STORED DATA |
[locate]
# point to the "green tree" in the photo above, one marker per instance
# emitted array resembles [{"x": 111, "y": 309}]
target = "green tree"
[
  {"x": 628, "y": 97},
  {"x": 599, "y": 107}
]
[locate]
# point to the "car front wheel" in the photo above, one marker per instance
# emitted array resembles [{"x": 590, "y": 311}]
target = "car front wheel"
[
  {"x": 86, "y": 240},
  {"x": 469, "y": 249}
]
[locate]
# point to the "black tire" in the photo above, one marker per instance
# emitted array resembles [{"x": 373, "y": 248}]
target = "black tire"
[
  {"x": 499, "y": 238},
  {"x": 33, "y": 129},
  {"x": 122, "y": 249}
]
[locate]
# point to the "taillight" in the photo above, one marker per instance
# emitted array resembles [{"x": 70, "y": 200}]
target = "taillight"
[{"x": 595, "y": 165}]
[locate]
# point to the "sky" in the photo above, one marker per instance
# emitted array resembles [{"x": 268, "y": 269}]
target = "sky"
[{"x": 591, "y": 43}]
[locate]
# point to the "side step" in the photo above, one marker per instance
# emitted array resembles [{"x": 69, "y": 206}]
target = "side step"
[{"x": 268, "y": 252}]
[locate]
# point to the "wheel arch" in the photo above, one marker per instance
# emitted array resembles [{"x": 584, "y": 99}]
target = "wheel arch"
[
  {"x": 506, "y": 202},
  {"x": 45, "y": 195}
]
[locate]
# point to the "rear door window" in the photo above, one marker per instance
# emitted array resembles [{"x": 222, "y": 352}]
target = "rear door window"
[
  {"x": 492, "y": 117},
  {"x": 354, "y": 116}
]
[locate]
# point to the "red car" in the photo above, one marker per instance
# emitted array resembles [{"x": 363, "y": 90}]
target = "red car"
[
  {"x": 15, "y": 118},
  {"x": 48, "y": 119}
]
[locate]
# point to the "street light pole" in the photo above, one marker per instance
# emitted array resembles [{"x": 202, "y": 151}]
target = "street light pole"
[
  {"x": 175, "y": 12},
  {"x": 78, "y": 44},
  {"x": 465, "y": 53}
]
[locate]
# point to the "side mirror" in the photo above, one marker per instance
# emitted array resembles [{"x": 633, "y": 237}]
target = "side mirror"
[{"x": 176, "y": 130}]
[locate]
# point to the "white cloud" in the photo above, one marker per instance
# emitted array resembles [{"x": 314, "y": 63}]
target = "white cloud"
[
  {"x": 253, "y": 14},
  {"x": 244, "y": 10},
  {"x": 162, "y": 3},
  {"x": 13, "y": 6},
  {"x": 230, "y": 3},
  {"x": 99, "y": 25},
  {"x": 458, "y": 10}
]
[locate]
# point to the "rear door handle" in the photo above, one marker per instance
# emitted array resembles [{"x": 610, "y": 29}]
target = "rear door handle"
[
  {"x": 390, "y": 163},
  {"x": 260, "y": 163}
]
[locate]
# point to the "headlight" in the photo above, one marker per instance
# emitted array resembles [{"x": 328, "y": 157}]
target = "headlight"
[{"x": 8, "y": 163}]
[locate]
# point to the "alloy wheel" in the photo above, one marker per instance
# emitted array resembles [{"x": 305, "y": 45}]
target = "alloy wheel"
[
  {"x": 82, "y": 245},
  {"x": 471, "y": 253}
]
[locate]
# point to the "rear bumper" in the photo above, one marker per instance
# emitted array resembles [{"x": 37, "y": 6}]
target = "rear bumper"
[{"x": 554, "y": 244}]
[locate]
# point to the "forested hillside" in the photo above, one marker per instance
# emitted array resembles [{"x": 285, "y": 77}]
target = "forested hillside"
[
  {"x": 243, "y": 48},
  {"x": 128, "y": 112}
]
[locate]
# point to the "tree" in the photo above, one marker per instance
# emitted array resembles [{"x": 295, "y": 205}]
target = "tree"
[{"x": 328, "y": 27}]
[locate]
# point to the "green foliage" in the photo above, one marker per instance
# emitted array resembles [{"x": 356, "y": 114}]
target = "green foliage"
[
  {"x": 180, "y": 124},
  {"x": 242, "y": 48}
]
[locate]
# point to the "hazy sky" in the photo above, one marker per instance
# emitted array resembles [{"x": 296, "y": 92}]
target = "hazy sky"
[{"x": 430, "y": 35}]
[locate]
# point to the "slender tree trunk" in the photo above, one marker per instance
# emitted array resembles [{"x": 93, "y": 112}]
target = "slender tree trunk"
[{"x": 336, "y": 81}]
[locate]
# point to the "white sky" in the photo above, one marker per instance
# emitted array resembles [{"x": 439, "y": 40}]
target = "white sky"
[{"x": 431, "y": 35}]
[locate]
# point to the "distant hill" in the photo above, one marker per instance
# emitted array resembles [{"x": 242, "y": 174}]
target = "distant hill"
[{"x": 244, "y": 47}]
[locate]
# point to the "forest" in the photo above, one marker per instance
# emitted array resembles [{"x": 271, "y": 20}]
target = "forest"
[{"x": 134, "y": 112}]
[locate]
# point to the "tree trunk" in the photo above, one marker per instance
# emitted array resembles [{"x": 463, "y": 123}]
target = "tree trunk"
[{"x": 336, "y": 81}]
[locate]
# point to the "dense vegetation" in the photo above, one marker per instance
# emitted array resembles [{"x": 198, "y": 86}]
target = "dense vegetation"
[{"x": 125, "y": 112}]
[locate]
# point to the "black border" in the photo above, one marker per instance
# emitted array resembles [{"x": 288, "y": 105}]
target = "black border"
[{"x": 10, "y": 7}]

WHAT IS REQUIRED | Print out all the entries precisely as written.

THE SOLUTION |
[locate]
# point to the "green tree" in the photo above, one marker per instance
# emitted array resembles [{"x": 111, "y": 309}]
target = "green tree"
[
  {"x": 628, "y": 97},
  {"x": 599, "y": 107}
]
[locate]
# point to the "car front wheel" in the photo above, one marker per instance
# emitted array resembles [{"x": 590, "y": 311}]
target = "car front wheel"
[
  {"x": 86, "y": 240},
  {"x": 469, "y": 249}
]
[locate]
# point to the "black tire" in the photo above, one marker per instance
# emitted array resembles [{"x": 373, "y": 248}]
target = "black tire"
[
  {"x": 499, "y": 238},
  {"x": 33, "y": 129},
  {"x": 122, "y": 249}
]
[locate]
# point to the "taillight" in the photo above, one marker per instance
# emitted array resembles [{"x": 70, "y": 200}]
target = "taillight"
[{"x": 595, "y": 165}]
[locate]
# point to the "sky" in the photo above, one marker per instance
# emitted array resembles [{"x": 268, "y": 269}]
target = "sky"
[{"x": 591, "y": 43}]
[locate]
# point to the "side step" in the photo above, one marker per instance
# emitted array resembles [{"x": 69, "y": 206}]
target = "side step"
[{"x": 268, "y": 252}]
[locate]
# point to the "wheel arch" in the photo above, one marker per instance
# emitted array resembles [{"x": 584, "y": 99}]
target = "wheel arch"
[
  {"x": 506, "y": 202},
  {"x": 45, "y": 195}
]
[locate]
# point to the "rear door window" in the photo above, one marker per instance
# emitted array resembles [{"x": 222, "y": 352}]
target = "rear door window"
[
  {"x": 492, "y": 117},
  {"x": 354, "y": 116}
]
[locate]
# point to the "red car" in the photo above, one marker per instance
# emitted array resembles [{"x": 363, "y": 90}]
target = "red car"
[
  {"x": 15, "y": 118},
  {"x": 48, "y": 119}
]
[locate]
# point to the "street light pole" in the photo above, one marker per instance
# emitted array resembles [{"x": 202, "y": 151}]
target = "street light pole"
[
  {"x": 175, "y": 12},
  {"x": 78, "y": 44},
  {"x": 465, "y": 53}
]
[locate]
# point to the "side mirror" in the photo above, one marker per instance
# emitted array resembles [{"x": 633, "y": 237}]
target = "side mirror"
[{"x": 176, "y": 130}]
[locate]
# point to the "white cloud" in the photo above, one marker per instance
# emitted array resembles [{"x": 314, "y": 63}]
target = "white cloud"
[
  {"x": 253, "y": 14},
  {"x": 244, "y": 10},
  {"x": 162, "y": 3},
  {"x": 13, "y": 6},
  {"x": 230, "y": 3},
  {"x": 99, "y": 25},
  {"x": 458, "y": 10}
]
[locate]
# point to the "rear door handle" in the photo above, one marker per instance
# emitted array resembles [{"x": 610, "y": 29}]
target = "rear door handle"
[
  {"x": 390, "y": 163},
  {"x": 260, "y": 163}
]
[locate]
# point to the "headlight" in the photo above, one marker per instance
# emitted array resembles [{"x": 328, "y": 157}]
target = "headlight"
[{"x": 8, "y": 163}]
[locate]
# point to the "alloy wheel" in the photo above, one marker per instance
# emitted array resembles [{"x": 305, "y": 45}]
target = "alloy wheel"
[
  {"x": 82, "y": 245},
  {"x": 471, "y": 253}
]
[locate]
# point to the "rear bumper" in the photo above, one marker per instance
# emitted array resembles [{"x": 37, "y": 6}]
target = "rear bumper"
[{"x": 554, "y": 244}]
[locate]
# point to the "forested hillside" in the photo above, one marker per instance
# emitted array resembles [{"x": 285, "y": 77}]
target = "forested hillside"
[
  {"x": 243, "y": 48},
  {"x": 128, "y": 112}
]
[locate]
# point to the "tree" in the photo above, one marker per instance
# emitted array resembles [{"x": 295, "y": 205}]
target = "tree"
[{"x": 328, "y": 27}]
[locate]
# point to the "green foliage" in the photo above, one marker per instance
# emitted array resembles [{"x": 356, "y": 114}]
target = "green foliage"
[
  {"x": 180, "y": 124},
  {"x": 242, "y": 48}
]
[locate]
# point to the "hazy sky" in the photo above, one marker per instance
# emitted array resembles [{"x": 296, "y": 92}]
target = "hazy sky"
[{"x": 430, "y": 35}]
[locate]
# point to the "slender tree trunk" in the photo above, one marker per instance
# emitted array resembles [{"x": 93, "y": 112}]
target = "slender tree trunk"
[{"x": 336, "y": 81}]
[locate]
# point to the "white sky" in the photo above, one marker per instance
# emitted array resembles [{"x": 439, "y": 40}]
target = "white sky"
[{"x": 431, "y": 35}]
[locate]
# point to the "distant hill" in the photo above, one marker per instance
# emitted array resembles [{"x": 242, "y": 174}]
target = "distant hill"
[{"x": 244, "y": 47}]
[locate]
# point to the "forest" in the photo above, one marker per instance
# emitted array resembles [{"x": 271, "y": 20}]
target = "forest"
[{"x": 134, "y": 112}]
[locate]
# point to the "tree trunk" in the photo above, one marker per instance
# emitted array resembles [{"x": 463, "y": 123}]
target = "tree trunk"
[{"x": 336, "y": 81}]
[locate]
# point to the "dense vegetation" in the photo above, one marker per instance
# emitted array resembles [{"x": 198, "y": 86}]
target = "dense vegetation"
[{"x": 125, "y": 112}]
[locate]
# point to the "black border" in the photo above, one marker per instance
# emitted array resembles [{"x": 288, "y": 105}]
target = "black border"
[{"x": 10, "y": 7}]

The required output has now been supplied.